___ STORED DATA

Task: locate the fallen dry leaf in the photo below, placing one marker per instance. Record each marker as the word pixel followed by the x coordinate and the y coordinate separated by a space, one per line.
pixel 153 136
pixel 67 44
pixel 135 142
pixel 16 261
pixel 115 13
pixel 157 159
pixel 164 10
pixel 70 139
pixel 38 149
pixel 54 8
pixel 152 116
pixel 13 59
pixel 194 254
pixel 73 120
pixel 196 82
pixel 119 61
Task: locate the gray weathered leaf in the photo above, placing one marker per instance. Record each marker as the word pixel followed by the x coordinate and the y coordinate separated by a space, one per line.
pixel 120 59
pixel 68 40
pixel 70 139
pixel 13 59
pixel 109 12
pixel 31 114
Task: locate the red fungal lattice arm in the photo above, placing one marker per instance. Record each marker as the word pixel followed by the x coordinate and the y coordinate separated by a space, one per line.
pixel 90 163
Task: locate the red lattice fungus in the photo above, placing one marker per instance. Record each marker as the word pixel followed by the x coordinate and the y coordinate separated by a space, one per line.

______

→ **GIVEN REQUEST**
Convert every line of the entries above into a Markdown table with the columns Row and Text, where Row holds a running line number and Text holds the line. Leave out any blank lines.

→ **SOLUTION FOR THIS PROBLEM**
| Row | Text |
|---|---|
| 1 | Task: locate the fallen dry leaf in the photo below, placing one marker per instance. Record each marker as the word pixel followed by the x coordinate and the y coordinate separated by a space, one per line. |
| 2 | pixel 153 136 |
| 3 | pixel 67 44 |
| 4 | pixel 135 142 |
| 5 | pixel 16 261 |
| 6 | pixel 115 13 |
| 7 | pixel 157 159 |
| 8 | pixel 164 10 |
| 9 | pixel 70 139 |
| 10 | pixel 38 149 |
| 11 | pixel 54 8 |
| 12 | pixel 152 116 |
| 13 | pixel 13 59 |
| 14 | pixel 194 254 |
| 15 | pixel 73 120 |
| 16 | pixel 196 82 |
| 17 | pixel 119 61 |
| 18 | Task: locate the gray weathered leaf in the photo above, placing one marker per instance. Record each marker as the word pixel followed by the x coordinate and the y coordinate separated by a space, one per line. |
| 19 | pixel 120 59 |
| 20 | pixel 68 40 |
| 21 | pixel 70 139 |
| 22 | pixel 13 59 |
| 23 | pixel 109 12 |
| 24 | pixel 31 114 |
| 25 | Task: locate the red fungal lattice arm in the photo above, placing one marker per instance. Record each marker as the word pixel followed by the x coordinate and the y coordinate separated by a space, one per line. |
| 26 | pixel 90 163 |
| 27 | Task: locate the red lattice fungus in the photo above, placing one marker per instance. Record each marker as the word pixel followed by the x coordinate and the y coordinate separated by a space, one per line. |